### EXERCISE REQUIREMENTS
1. Reproduce everything in the Houston toad article from "Environmental Stewardship" down to "rebuilding flame-damage structures.".
2. Translate this sentence from the Houston toad article into Spanish: "Bluebonnet Electric Cooperative and Bastrop County crews must now get clearances from wildlife biologists before working in areas damaged by wildfires last Labor Day."

PASSAGE PROVIDED START

Environmental Stewardship

Toad Search Stalls Wildfire Recovery

By Derrill Holly | ECT Staff Writer Published: February 10th, 2012

The breeding activity of the Houston toad is once again delaying a Texas electric cooperative and its members from removing wildfire debris and rebuilding flame-damage structures.

Jim Bell, a wildlife biologist under contract to FEMA, searching for Houston toads in an area of Bastrop County, Texas, damaged by wildfires. (Photo By: Sarah Beal/Bluebonnet EC)

Jim Bell, a wildlife biologist under contract to FEMA, searching for Houston toads in an area of Bastrop County, Texas, damaged by wildfires. (Photo By: Sarah Beal/Bluebonnet EC)

Bluebonnet Electric Cooperative and Bastrop County crews must now get clearances from wildlife biologists before working in areas damaged by wildfires last Labor Day.

“This has slowed us down, but it has not stopped progress,” said Will Holford, manager of public affairs for Bluebonnet Electric Cooperative.

But some consumer-members of the Bastrop-based co-op who are anxious to rebuild, as well as some new service connections, are being delayed until wildlife biologists can check the sites for toads that might not even be there.

“I believe the Houston toad effectively ceased to exist as a purely wild species on Sept. 5, 2011,” Mike Forstner, a Texas State University biologist, said recently. Very few wild breeding age adults have been identified elsewhere, although thousands of zoo-raised specimens have been released.

Despite the heaviest rains in a decade plagued by drought, few calls from breeding age toads have been heard during nighttime audio surveys, Forstner said.

The endangered amphibians, small enough to fit in a child’s hand, have been on the endangered species list since 1970. About 3,000 of the animals were believed to exist in the wild in Bastrop County last spring.

The Federal Emergency Management Agency ordered the pre-work site examinations for all areas of Bastrop County damaged by the fires. The new order comes less than a month after a one-week stand down so public that co-op officials could work out an agreement with FEMA and the U.S. Fish and Wildlife Service.

“We are working very closely with FEMA and U.S. Fish and Wildlife to balance the need to preserve the Houston toad and the need to serve our members,” said Mark Rose, Bluebonnet’s general manager.

New restrictions on debris removal and heavy equipment operations without biologist clearance are expected to remain in place through late June, traditionally the end of the toad’s chorusing season.

PASSAGE PROVIDED END
STUDY MATERIAL START

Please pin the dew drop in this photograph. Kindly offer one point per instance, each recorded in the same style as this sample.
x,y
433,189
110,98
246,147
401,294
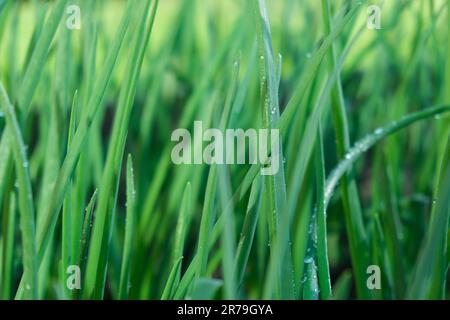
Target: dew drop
x,y
308,260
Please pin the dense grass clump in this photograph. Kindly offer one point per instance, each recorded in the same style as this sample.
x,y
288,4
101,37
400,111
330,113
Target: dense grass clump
x,y
93,207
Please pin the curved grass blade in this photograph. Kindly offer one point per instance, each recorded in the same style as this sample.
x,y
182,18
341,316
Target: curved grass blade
x,y
370,140
102,231
26,206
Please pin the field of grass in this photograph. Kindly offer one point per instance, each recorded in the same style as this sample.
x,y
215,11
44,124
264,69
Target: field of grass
x,y
93,207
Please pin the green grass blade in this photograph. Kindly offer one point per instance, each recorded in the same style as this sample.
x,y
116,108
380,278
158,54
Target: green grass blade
x,y
130,227
26,206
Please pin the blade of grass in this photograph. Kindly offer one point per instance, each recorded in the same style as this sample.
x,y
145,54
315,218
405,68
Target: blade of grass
x,y
26,206
130,227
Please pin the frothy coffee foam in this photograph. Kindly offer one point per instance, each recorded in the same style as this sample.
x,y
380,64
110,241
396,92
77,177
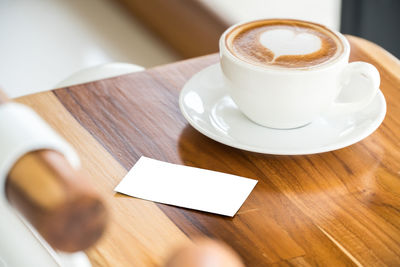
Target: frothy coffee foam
x,y
284,43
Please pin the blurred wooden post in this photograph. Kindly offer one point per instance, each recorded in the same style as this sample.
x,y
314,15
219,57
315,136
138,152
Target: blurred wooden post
x,y
55,199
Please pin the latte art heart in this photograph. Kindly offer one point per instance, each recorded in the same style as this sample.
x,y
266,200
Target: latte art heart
x,y
288,42
283,43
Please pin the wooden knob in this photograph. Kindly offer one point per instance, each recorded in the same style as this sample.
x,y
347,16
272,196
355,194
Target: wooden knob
x,y
56,200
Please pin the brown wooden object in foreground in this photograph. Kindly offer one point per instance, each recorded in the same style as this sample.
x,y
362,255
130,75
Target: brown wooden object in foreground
x,y
339,208
55,199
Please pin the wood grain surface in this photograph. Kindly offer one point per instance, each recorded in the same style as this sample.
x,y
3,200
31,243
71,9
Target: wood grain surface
x,y
331,209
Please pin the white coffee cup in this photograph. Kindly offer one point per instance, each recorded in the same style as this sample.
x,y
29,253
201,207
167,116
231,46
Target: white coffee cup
x,y
287,98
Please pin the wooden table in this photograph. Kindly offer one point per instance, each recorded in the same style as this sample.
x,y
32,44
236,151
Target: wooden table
x,y
336,208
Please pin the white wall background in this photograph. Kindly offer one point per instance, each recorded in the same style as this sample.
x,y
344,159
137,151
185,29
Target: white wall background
x,y
44,41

STUDY MATERIAL END

### OUTPUTS BY TASK
1.
Environmental Stewardship

Toad Search Stalls Wildfire Recovery

By Derrill Holly | ECT Staff Writer Published: February 10th, 2012

The breeding activity of the Houston toad is once again delaying a Texas electric cooperative and its members from removing wildfire debris and rebuilding flame-damage structures.

2. Las cuadrillas de Bluebonnet Electric Cooperative y del condado de Bastrop ahora deben obtener autorizaciones de biólogos de vida silvestre antes de trabajar en las zonas dañadas por los incendios forestales del pasado Día del Trabajo.